## Given records
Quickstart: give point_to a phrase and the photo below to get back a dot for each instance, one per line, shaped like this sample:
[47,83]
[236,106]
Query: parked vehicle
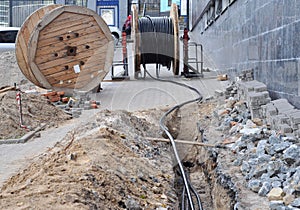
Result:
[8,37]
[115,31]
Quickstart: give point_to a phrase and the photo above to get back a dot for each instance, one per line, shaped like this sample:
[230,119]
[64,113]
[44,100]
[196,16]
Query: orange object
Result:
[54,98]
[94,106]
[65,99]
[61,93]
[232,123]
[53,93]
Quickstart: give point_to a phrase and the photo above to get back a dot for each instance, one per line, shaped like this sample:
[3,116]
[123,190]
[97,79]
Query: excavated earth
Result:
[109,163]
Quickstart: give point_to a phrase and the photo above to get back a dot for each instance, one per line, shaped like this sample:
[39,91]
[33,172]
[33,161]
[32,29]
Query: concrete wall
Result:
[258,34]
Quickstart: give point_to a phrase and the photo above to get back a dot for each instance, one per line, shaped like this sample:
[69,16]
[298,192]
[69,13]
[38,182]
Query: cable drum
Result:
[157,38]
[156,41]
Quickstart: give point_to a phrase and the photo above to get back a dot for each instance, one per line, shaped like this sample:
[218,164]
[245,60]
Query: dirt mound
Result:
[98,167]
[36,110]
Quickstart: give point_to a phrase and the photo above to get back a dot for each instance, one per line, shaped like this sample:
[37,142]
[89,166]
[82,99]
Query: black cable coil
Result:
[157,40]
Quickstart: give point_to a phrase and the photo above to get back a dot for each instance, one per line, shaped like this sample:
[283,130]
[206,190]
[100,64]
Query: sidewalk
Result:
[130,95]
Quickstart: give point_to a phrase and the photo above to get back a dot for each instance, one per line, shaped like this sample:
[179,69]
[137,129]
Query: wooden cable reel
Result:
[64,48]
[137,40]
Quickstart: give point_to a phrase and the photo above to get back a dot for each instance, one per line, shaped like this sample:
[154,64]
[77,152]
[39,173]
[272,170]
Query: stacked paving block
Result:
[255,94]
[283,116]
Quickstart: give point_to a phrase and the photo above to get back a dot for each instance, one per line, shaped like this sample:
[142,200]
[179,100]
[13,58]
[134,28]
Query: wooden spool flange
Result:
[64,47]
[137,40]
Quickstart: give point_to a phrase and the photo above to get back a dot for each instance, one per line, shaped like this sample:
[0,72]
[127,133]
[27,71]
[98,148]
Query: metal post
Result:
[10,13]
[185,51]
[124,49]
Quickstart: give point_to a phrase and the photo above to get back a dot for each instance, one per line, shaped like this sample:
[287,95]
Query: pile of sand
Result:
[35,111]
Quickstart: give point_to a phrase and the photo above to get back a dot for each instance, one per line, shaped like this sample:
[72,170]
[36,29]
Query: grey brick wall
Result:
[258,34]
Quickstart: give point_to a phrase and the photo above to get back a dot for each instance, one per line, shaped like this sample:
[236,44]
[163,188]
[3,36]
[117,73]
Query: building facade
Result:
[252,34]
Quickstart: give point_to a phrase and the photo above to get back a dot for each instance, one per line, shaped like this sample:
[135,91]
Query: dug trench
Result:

## What needs to be done
Exactly retype each record above, dropping images.

## Response area
Quickstart: give point_to a phrase and the photo below to get back a dot for each instance, one per line, shaped like this sample:
[47,83]
[236,106]
Query: parked vehicle
Result:
[8,37]
[115,31]
Quickstart: give point_to a phrase and the photo above to get back a dot for each instance, one per line, shaped like this sample:
[230,119]
[64,113]
[44,100]
[196,16]
Query: orange object
Result:
[54,98]
[94,106]
[65,99]
[61,93]
[232,123]
[53,93]
Quickstart: give point_to a phrase and the photo above to get back a dot for each instance, one per line, shaped like this sample:
[3,116]
[123,190]
[97,79]
Query: excavated earth
Result:
[109,163]
Quickstart: give point_to a phrase and the photo above to get back a dot for each instance, one per line, shaped like this sample:
[39,91]
[33,172]
[33,161]
[32,29]
Query: concrete wall
Result:
[258,34]
Quickstart: give point_to a phrase and the photo above to get back a dot for each instance, one per line, shaped like this sample:
[69,16]
[298,192]
[69,13]
[38,182]
Query: cable drum
Result:
[157,38]
[156,41]
Quickstart: give point_to a phrase and the photo above to get back a dot for each instance, one per line, shaped like this sample:
[218,164]
[245,60]
Query: dirt mound
Result:
[98,167]
[36,110]
Quickstart: give point_to a phrase and the photo above to get back a dot for each instance, one per line, shaped like this sample:
[37,142]
[89,166]
[82,99]
Query: black cable coil
Result:
[157,40]
Quickstart: give point_to a phrase and the photo above to get back a dot for each instance, one per line, shaped like this sample:
[283,130]
[206,190]
[100,64]
Query: sidewalk
Result:
[130,95]
Quickstart: give point_to a phrase and the photo above to get back a dot for each instance, one per line, shaped like this sample:
[179,69]
[137,129]
Query: wooden cable reel
Result:
[64,48]
[137,40]
Quickstart: give point_to a phrase and the photo above to get back a dot for each instance, one per line, shaped like this sample:
[154,64]
[77,152]
[39,173]
[272,170]
Query: stacked paving block
Result:
[255,94]
[283,116]
Quickstart: give point_to a phrase and the photo above to get back a dot for each instance, one per line, shaped like this sample:
[142,200]
[179,100]
[13,58]
[134,28]
Query: wooden spool flange
Result:
[64,47]
[137,40]
Quickstart: give point_to a phrase and the photo above to get back a dot for each instance, one per line, shaped like this sample:
[0,72]
[127,133]
[27,71]
[98,148]
Query: metal post
Result:
[10,13]
[185,51]
[124,49]
Quickstart: give point_to a phrase and the photo above to get back a dot for each instance, one per line, shaped like this sample:
[287,95]
Query: pile of sand
Result:
[35,111]
Quickstart: give point_to a phrase and the photo above to get back a dot for each instance, one per line, shaped like this sample:
[72,170]
[36,29]
Query: grey brick wall
Result:
[258,34]
Quickstart: give point_to a phrase and the photo above to get back a dot for each instance, one per line, shaped like this sample:
[236,44]
[163,188]
[3,36]
[117,73]
Query: building facade
Result:
[252,34]
Quickstart: give point_to a phrase and the photo above to get back a dot for each instance, one per line, shaped like this sample:
[135,91]
Query: dug trench
Result:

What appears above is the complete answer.